# Available data:
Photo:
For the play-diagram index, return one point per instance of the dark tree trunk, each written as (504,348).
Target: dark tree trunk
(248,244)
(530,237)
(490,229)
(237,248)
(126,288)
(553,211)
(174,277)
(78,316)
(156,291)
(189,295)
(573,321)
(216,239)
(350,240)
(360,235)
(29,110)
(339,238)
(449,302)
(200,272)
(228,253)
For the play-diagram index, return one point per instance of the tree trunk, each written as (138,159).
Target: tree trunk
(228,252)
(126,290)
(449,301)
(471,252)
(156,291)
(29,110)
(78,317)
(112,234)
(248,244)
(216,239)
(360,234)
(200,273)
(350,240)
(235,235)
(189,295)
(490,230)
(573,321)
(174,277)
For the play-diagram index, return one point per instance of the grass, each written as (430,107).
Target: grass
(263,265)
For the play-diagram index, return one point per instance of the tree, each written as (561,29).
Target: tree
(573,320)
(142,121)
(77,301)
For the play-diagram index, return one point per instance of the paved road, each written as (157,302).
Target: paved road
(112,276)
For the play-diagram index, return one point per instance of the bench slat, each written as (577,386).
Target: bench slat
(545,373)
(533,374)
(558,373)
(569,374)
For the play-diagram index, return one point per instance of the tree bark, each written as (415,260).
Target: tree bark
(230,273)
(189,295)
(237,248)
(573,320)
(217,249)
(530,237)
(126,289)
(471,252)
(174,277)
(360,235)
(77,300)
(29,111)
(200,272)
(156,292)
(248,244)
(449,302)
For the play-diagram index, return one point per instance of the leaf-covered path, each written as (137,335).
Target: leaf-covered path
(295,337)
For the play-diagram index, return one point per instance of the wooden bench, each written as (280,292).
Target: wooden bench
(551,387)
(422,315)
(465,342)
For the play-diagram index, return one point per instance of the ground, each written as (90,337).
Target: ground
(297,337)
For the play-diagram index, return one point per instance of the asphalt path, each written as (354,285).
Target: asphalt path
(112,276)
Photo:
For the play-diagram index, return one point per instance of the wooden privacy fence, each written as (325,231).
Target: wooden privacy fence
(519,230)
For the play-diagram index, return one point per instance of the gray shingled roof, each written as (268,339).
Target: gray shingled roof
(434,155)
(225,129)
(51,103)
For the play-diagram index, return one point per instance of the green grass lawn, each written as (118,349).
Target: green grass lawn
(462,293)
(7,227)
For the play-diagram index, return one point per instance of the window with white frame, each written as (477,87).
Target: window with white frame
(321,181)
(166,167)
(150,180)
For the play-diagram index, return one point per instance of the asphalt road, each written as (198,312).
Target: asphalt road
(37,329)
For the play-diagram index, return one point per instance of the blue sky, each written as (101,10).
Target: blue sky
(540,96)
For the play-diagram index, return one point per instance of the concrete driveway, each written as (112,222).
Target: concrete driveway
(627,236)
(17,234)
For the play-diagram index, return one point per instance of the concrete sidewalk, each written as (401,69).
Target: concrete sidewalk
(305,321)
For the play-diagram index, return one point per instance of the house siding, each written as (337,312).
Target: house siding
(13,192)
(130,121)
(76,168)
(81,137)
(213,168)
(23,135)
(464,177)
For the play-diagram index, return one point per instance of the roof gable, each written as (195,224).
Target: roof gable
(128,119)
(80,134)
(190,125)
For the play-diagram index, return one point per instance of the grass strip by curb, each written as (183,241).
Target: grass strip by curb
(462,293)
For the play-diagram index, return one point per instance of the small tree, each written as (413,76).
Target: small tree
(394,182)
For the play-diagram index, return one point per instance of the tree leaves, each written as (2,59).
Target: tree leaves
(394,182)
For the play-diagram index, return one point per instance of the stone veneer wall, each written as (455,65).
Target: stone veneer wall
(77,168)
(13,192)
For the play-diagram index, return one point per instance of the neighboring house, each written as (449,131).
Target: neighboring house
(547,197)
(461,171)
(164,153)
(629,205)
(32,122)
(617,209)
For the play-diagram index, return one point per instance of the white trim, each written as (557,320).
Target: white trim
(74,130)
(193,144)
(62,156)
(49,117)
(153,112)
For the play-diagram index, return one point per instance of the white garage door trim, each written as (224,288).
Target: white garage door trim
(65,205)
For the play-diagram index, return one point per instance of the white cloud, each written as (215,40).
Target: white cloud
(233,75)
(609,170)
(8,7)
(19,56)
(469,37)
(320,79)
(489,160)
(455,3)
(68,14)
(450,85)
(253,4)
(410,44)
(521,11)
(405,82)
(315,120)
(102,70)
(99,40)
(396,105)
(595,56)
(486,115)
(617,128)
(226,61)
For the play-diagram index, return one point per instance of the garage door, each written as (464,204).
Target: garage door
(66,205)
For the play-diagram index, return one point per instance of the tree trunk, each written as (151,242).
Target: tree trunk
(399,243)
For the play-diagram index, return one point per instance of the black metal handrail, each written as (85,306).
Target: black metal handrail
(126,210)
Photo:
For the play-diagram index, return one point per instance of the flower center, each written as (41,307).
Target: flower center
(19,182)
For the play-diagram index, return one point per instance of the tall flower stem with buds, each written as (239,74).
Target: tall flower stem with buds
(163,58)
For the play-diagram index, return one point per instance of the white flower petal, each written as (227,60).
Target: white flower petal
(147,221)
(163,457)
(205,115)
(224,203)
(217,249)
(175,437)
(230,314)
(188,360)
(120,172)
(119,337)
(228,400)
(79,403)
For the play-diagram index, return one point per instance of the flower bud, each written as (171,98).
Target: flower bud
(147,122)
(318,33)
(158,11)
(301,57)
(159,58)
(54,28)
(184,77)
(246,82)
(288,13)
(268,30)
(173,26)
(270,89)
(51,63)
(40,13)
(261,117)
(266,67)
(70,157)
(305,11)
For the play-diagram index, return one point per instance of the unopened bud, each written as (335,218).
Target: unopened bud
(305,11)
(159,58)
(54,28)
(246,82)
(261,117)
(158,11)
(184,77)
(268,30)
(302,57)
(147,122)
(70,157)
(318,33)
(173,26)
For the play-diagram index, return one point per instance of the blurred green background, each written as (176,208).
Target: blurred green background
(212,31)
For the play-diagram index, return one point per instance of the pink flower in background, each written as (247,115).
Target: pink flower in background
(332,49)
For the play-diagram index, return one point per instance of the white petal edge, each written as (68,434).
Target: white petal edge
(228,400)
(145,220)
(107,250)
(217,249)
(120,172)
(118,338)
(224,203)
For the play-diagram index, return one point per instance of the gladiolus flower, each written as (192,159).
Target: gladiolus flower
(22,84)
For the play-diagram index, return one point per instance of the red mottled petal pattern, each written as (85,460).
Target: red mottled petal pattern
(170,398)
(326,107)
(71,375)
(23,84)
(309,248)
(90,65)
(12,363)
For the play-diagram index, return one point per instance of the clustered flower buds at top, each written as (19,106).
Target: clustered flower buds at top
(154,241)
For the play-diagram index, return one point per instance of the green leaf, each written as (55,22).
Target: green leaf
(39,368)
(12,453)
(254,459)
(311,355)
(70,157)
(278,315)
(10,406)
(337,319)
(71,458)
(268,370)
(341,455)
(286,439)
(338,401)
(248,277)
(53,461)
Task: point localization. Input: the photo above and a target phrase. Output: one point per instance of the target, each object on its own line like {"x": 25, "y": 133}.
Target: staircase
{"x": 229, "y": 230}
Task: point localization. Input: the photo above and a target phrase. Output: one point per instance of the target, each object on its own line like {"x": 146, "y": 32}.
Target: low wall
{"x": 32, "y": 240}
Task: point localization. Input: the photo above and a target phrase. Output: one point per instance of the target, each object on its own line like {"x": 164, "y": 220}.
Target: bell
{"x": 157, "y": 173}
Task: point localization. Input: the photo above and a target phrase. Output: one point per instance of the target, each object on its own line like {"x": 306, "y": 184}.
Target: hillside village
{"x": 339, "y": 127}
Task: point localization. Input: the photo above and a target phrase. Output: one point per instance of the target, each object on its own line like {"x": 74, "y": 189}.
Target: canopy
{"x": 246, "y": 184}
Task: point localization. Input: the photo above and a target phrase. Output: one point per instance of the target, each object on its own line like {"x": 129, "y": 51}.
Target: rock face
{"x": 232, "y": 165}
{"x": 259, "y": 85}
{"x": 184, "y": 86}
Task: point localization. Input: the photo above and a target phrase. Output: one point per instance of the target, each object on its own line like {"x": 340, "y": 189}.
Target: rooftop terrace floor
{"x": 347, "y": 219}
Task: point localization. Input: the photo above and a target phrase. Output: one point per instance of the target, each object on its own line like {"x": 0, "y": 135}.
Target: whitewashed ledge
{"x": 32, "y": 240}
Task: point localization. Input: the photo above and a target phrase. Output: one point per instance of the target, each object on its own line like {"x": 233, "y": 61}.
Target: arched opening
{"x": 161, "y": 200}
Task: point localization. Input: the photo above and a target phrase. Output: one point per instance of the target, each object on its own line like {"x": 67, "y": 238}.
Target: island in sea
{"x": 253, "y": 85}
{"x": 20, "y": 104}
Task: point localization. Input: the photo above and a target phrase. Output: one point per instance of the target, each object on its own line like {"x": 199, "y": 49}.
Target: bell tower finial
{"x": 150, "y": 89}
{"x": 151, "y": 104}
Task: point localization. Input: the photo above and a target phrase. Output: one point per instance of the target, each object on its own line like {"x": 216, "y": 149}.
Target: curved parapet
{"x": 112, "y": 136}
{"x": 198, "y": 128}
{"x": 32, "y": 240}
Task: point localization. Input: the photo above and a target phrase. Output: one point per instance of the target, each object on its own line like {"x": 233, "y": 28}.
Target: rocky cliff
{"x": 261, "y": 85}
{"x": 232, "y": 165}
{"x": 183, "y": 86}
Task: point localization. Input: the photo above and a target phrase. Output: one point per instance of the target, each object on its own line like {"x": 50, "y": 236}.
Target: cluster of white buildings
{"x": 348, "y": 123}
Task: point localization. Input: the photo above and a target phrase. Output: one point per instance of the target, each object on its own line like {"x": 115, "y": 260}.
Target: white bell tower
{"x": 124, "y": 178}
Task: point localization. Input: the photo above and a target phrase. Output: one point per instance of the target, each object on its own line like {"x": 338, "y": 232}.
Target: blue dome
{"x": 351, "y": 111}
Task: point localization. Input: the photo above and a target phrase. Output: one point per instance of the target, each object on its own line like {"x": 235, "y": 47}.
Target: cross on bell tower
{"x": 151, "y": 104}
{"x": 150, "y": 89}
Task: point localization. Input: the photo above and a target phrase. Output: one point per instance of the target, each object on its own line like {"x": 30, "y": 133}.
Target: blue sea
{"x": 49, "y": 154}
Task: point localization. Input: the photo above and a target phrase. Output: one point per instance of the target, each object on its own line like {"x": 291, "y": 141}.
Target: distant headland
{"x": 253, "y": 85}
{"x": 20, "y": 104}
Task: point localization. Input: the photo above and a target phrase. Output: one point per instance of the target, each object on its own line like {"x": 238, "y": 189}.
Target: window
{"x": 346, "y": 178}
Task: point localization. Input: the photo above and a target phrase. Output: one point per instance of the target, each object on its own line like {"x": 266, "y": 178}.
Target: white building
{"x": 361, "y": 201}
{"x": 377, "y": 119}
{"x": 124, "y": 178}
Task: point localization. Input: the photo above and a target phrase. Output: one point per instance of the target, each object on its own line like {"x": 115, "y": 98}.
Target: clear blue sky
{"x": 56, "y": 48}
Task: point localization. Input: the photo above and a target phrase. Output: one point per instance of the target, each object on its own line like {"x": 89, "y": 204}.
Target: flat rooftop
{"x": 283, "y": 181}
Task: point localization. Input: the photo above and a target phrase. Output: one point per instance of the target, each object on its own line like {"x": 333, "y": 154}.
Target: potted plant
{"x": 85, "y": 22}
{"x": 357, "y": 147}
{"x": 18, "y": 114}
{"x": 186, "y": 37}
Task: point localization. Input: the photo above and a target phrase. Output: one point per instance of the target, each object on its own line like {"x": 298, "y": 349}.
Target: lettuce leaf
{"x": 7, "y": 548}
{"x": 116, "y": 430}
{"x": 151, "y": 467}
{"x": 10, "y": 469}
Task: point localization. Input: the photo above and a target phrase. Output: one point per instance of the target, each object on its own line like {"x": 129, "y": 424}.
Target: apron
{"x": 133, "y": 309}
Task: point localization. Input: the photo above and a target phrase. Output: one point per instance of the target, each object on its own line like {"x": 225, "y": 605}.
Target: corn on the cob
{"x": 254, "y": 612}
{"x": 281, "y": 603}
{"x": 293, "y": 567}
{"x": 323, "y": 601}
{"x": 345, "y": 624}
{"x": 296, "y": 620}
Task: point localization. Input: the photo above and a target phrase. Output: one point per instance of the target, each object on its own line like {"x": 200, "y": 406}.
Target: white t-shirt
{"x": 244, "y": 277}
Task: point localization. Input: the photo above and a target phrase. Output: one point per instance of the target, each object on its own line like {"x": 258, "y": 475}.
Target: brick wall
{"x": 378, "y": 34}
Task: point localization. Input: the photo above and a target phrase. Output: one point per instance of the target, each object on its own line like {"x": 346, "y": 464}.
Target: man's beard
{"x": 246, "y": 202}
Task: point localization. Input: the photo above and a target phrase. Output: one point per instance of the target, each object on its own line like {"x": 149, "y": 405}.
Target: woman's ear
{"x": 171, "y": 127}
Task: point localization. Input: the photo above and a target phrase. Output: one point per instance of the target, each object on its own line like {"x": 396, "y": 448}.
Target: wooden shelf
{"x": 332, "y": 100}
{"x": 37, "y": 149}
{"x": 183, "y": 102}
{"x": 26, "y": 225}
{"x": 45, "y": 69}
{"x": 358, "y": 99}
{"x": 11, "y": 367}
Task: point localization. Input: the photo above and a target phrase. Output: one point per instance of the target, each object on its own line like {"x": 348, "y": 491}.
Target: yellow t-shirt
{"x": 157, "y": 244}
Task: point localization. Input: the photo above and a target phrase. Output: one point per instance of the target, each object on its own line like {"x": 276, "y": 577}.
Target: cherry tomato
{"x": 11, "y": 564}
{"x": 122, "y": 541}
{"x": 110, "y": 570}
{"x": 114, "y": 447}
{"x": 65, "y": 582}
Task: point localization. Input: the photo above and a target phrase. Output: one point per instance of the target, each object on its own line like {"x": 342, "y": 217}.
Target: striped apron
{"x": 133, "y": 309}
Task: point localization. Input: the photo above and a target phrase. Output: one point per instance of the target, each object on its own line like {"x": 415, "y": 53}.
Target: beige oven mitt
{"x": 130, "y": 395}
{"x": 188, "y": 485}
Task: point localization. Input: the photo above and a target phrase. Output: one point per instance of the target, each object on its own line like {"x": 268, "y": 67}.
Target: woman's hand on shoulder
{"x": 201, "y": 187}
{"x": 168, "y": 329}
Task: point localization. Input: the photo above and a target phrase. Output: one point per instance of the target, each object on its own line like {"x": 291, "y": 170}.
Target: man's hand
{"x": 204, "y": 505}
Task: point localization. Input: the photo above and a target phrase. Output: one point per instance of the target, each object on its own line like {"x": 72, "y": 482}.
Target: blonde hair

# Task description:
Repeat the entries above verbatim, but only from the line that has "Target: white trim" down to the line that has "written as (227,60).", inclusive.

# Your response:
Target: white trim
(74,130)
(193,144)
(62,156)
(49,117)
(153,112)
For the play-diagram index, return one point per instance of the white garage door trim, each written as (224,288).
Target: white garage door trim
(65,205)
For the play-diagram index, return one point per instance of the white cloud, each written as (215,40).
Target: white cloud
(233,75)
(609,170)
(8,7)
(19,56)
(469,37)
(320,79)
(489,160)
(455,3)
(68,14)
(450,85)
(253,4)
(410,44)
(521,11)
(405,82)
(315,120)
(102,70)
(99,40)
(396,105)
(595,56)
(486,115)
(617,128)
(226,61)
For the play-diagram index, return one point per instance of the garage door, each written as (464,204).
Target: garage door
(66,205)
For the play-diagram index, return one point per instance of the tree trunk, each written as (151,242).
Target: tree trunk
(399,243)
For the play-diagram index, return one point per instance of the black metal handrail, each written as (85,306).
Target: black metal handrail
(126,210)
Photo:
For the play-diagram index, return one point per instance of the flower center, each written as (41,307).
Target: flower center
(19,182)
For the play-diagram index, return one point per instance of the tall flower stem with buds, each written as (239,74).
Target: tall flower stem with buds
(163,58)
For the play-diagram index, return one point per instance of the white flower petal, each written as (227,60).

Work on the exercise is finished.